DO THIS:
Render the data below as a Markdown table with two columns, Row and Line, giving each line its own numbered row. Leave out blank lines.

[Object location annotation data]

= = = = = = =

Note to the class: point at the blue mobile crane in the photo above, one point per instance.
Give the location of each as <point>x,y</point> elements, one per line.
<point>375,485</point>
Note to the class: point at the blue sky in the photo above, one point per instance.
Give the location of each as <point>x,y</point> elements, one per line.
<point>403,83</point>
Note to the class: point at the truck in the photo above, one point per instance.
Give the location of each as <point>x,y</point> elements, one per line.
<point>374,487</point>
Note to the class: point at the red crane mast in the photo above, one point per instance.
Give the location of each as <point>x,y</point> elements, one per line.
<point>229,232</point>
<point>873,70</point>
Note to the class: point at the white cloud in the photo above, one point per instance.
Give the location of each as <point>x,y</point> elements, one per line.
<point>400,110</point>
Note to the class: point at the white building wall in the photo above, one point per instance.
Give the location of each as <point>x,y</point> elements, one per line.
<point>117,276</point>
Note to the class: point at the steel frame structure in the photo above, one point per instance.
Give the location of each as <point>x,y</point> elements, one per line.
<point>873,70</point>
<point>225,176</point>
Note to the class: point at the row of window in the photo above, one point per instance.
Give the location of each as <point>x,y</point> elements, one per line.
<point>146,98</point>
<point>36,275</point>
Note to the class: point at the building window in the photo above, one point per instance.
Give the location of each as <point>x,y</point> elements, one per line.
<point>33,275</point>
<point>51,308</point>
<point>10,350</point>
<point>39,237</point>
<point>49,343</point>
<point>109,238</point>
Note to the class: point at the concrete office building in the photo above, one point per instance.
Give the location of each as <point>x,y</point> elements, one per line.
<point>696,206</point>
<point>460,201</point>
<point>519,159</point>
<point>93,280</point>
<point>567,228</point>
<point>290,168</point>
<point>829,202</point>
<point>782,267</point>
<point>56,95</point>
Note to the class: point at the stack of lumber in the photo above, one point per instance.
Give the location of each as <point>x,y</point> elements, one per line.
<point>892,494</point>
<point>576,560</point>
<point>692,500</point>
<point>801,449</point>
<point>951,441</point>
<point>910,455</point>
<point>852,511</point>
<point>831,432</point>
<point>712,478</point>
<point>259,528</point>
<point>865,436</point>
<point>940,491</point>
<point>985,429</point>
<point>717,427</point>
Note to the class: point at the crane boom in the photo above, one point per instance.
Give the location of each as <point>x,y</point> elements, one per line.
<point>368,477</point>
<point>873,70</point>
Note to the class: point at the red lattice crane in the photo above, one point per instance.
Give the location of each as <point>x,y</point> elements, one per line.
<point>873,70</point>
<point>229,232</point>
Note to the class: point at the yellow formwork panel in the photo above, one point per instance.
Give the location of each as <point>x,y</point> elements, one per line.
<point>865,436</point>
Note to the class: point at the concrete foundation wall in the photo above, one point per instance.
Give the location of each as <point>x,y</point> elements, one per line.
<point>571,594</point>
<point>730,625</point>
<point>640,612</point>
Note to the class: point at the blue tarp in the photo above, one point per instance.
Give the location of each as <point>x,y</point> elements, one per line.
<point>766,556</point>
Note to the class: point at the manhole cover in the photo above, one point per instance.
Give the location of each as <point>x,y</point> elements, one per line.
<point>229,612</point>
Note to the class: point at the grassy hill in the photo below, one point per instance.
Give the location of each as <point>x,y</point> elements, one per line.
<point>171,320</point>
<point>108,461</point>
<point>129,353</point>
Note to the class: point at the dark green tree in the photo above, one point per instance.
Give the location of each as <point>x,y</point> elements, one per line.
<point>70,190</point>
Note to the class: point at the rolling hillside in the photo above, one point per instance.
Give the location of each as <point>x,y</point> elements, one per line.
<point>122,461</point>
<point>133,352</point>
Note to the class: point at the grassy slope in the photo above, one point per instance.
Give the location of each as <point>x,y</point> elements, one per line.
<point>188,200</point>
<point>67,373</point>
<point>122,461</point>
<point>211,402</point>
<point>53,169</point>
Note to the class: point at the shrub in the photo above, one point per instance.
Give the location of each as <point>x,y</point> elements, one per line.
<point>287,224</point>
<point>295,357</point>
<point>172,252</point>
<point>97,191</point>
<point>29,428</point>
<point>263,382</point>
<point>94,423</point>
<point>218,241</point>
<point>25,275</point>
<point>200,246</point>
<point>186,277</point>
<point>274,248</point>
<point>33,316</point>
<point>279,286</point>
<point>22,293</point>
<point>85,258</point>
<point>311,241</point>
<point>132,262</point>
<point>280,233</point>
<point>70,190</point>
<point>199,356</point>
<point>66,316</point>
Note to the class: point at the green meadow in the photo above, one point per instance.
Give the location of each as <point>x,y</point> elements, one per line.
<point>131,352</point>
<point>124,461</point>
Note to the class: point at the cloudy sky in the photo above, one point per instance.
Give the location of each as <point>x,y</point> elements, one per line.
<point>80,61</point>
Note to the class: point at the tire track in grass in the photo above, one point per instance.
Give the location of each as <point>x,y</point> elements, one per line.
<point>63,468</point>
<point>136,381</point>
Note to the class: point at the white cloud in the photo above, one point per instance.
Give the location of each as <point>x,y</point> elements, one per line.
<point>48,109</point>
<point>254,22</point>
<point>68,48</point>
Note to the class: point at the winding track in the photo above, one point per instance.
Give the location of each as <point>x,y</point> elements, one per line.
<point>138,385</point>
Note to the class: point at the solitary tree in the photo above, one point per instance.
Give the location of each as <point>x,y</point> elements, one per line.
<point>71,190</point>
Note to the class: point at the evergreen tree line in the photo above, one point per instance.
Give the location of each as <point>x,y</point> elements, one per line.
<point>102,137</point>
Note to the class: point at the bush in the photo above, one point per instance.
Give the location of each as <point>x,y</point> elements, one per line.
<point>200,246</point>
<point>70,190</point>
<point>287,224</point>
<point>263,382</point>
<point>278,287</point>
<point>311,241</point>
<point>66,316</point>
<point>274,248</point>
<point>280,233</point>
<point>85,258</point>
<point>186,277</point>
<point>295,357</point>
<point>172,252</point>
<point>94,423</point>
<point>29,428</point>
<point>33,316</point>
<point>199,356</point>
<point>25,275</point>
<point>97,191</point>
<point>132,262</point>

= = = = = = =

WRITTEN SOLUTION:
| Row | Line |
|---|---|
| 1 | Note to the class: point at the blue mobile crane in the photo above, one point per instance. |
| 2 | Give the location of each as <point>x,y</point> elements, one per line. |
| 3 | <point>375,485</point> |
| 4 | Note to the class: point at the blue sky in the photo above, one point per instance. |
| 5 | Give the location of each as <point>x,y</point> elements, one per line. |
| 6 | <point>403,83</point> |
| 7 | Note to the class: point at the truck in the photo above, one point per instance. |
| 8 | Give the location of each as <point>x,y</point> elements, one per line. |
| 9 | <point>374,487</point> |
| 10 | Note to the class: point at the red crane mast in the photo above, one point per instance. |
| 11 | Give the location of each as <point>x,y</point> elements, one per line. |
| 12 | <point>229,232</point> |
| 13 | <point>873,70</point> |
| 14 | Note to the class: point at the white cloud in the photo above, one point per instance. |
| 15 | Give the location of each as <point>x,y</point> elements, one per line. |
| 16 | <point>400,110</point> |
| 17 | Note to the class: point at the white building wall in the photo above, one point per instance. |
| 18 | Give the location of each as <point>x,y</point> elements, one per line. |
| 19 | <point>117,276</point> |
| 20 | Note to the class: point at the steel frame structure in the photo above, one point per instance. |
| 21 | Give the location of each as <point>x,y</point> elements, one per line. |
| 22 | <point>873,70</point> |
| 23 | <point>225,176</point> |
| 24 | Note to the class: point at the row of window in the photo above, one point per instance. |
| 25 | Give the location of each as <point>x,y</point> elements, one per line. |
| 26 | <point>146,98</point> |
| 27 | <point>36,275</point> |
| 28 | Note to the class: point at the building window in the photo above, one point per instance. |
| 29 | Give the location of each as <point>x,y</point> elements, one per line. |
| 30 | <point>33,275</point> |
| 31 | <point>51,308</point> |
| 32 | <point>10,350</point> |
| 33 | <point>39,237</point> |
| 34 | <point>49,343</point> |
| 35 | <point>109,238</point> |
| 36 | Note to the class: point at the concrete office building in the photo above, one point per instance. |
| 37 | Give the location of each as <point>x,y</point> elements, one per line. |
| 38 | <point>696,206</point> |
| 39 | <point>460,201</point> |
| 40 | <point>519,159</point> |
| 41 | <point>93,280</point> |
| 42 | <point>567,228</point> |
| 43 | <point>290,168</point> |
| 44 | <point>829,202</point> |
| 45 | <point>782,267</point> |
| 46 | <point>56,95</point> |
| 47 | Note to the class: point at the stack of lumber in the photo above, one point per instance. |
| 48 | Give the location of each as <point>x,y</point> elements, one per line. |
| 49 | <point>892,494</point> |
| 50 | <point>576,560</point> |
| 51 | <point>692,500</point> |
| 52 | <point>801,449</point> |
| 53 | <point>951,441</point> |
| 54 | <point>910,455</point> |
| 55 | <point>852,511</point> |
| 56 | <point>831,432</point> |
| 57 | <point>712,478</point> |
| 58 | <point>259,528</point> |
| 59 | <point>865,436</point> |
| 60 | <point>940,491</point> |
| 61 | <point>985,429</point> |
| 62 | <point>717,427</point> |
| 63 | Note to the class: point at the crane boom in the photo above, one point per instance. |
| 64 | Give the location of each as <point>x,y</point> elements, one per line. |
| 65 | <point>368,477</point> |
| 66 | <point>873,70</point> |
| 67 | Note to the class: point at the red lattice crane in the photo above, one point per instance. |
| 68 | Give the location of each as <point>x,y</point> elements, one per line. |
| 69 | <point>873,70</point> |
| 70 | <point>229,232</point> |
| 71 | Note to the class: point at the yellow formwork panel in the photo above, one point per instance. |
| 72 | Give the location of each as <point>x,y</point> elements, one per line. |
| 73 | <point>865,436</point> |
| 74 | Note to the class: point at the concrete foundation wall in the photo above, one point per instance. |
| 75 | Give the location of each as <point>x,y</point> elements, one per line. |
| 76 | <point>571,594</point> |
| 77 | <point>730,625</point> |
| 78 | <point>640,612</point> |
| 79 | Note to the class: point at the blue tarp in the photo above, one point per instance. |
| 80 | Give the location of each as <point>x,y</point> elements, one per line. |
| 81 | <point>766,556</point> |
| 82 | Note to the class: point at the manhole cover in the photo above, one point per instance. |
| 83 | Give the location of each as <point>x,y</point> elements, one per line. |
| 84 | <point>229,612</point> |
| 85 | Note to the class: point at the grassy hill in the photo below, one point per instance. |
| 86 | Give the location of each as <point>x,y</point> elements, one per line. |
| 87 | <point>171,320</point> |
| 88 | <point>108,461</point> |
| 89 | <point>129,353</point> |
| 90 | Note to the class: point at the dark green tree in the photo above, one point per instance. |
| 91 | Give the location of each as <point>x,y</point> elements, one per line. |
| 92 | <point>70,190</point> |
| 93 | Note to the class: point at the rolling hillside in the photo above, one point per instance. |
| 94 | Give the location of each as <point>x,y</point> elements, one per line. |
| 95 | <point>122,461</point> |
| 96 | <point>133,352</point> |
| 97 | Note to the class: point at the grassy slope in the photo above, one point per instance. |
| 98 | Give the location of each as <point>x,y</point> elements, one per line. |
| 99 | <point>188,200</point> |
| 100 | <point>67,373</point> |
| 101 | <point>122,461</point> |
| 102 | <point>211,402</point> |
| 103 | <point>53,169</point> |
| 104 | Note to the class: point at the shrub in the photo above, one point per instance. |
| 105 | Give the location of each as <point>x,y</point> elements, one per line. |
| 106 | <point>287,224</point> |
| 107 | <point>295,357</point> |
| 108 | <point>172,252</point> |
| 109 | <point>97,191</point> |
| 110 | <point>29,428</point> |
| 111 | <point>263,382</point> |
| 112 | <point>94,423</point> |
| 113 | <point>218,241</point> |
| 114 | <point>25,275</point> |
| 115 | <point>200,246</point> |
| 116 | <point>186,277</point> |
| 117 | <point>274,248</point> |
| 118 | <point>33,316</point> |
| 119 | <point>279,286</point> |
| 120 | <point>22,293</point> |
| 121 | <point>85,258</point> |
| 122 | <point>311,241</point> |
| 123 | <point>132,262</point> |
| 124 | <point>280,233</point> |
| 125 | <point>70,190</point> |
| 126 | <point>199,356</point> |
| 127 | <point>66,316</point> |
| 128 | Note to the class: point at the green meadow in the photo above, one point per instance. |
| 129 | Give the location of each as <point>x,y</point> elements, one per line. |
| 130 | <point>131,352</point> |
| 131 | <point>124,461</point> |
| 132 | Note to the class: point at the cloudy sky in the photo above, one point per instance. |
| 133 | Give the location of each as <point>x,y</point> elements, one per line. |
| 134 | <point>80,61</point> |
| 135 | Note to the class: point at the tire track in grass in the photo above, one point per instance. |
| 136 | Give the location of each as <point>x,y</point> elements, one per line. |
| 137 | <point>63,468</point> |
| 138 | <point>136,381</point> |
| 139 | Note to the class: point at the white cloud in the photo above, one point per instance. |
| 140 | Give the location of each as <point>x,y</point> elements, one per line. |
| 141 | <point>48,109</point> |
| 142 | <point>254,22</point> |
| 143 | <point>68,48</point> |
| 144 | Note to the class: point at the winding track in the photo above, one point per instance. |
| 145 | Give the location of each as <point>x,y</point> elements, one per line. |
| 146 | <point>138,385</point> |
| 147 | Note to the class: point at the solitary tree in the photo above, one point per instance. |
| 148 | Give the location of each as <point>x,y</point> elements, one per line. |
| 149 | <point>71,190</point> |
| 150 | Note to the class: point at the evergreen tree line in the photo above, one point per instance. |
| 151 | Give the location of each as <point>x,y</point> elements, one per line. |
| 152 | <point>102,137</point> |
| 153 | Note to the class: point at the bush in the photo above, one point per instance. |
| 154 | Give the location of each as <point>x,y</point> elements, one per line. |
| 155 | <point>200,246</point> |
| 156 | <point>70,190</point> |
| 157 | <point>287,224</point> |
| 158 | <point>263,382</point> |
| 159 | <point>278,287</point> |
| 160 | <point>311,241</point> |
| 161 | <point>66,316</point> |
| 162 | <point>274,248</point> |
| 163 | <point>280,233</point> |
| 164 | <point>85,258</point> |
| 165 | <point>186,277</point> |
| 166 | <point>295,357</point> |
| 167 | <point>172,252</point> |
| 168 | <point>94,423</point> |
| 169 | <point>29,428</point> |
| 170 | <point>33,316</point> |
| 171 | <point>199,356</point> |
| 172 | <point>25,275</point> |
| 173 | <point>97,191</point> |
| 174 | <point>132,262</point> |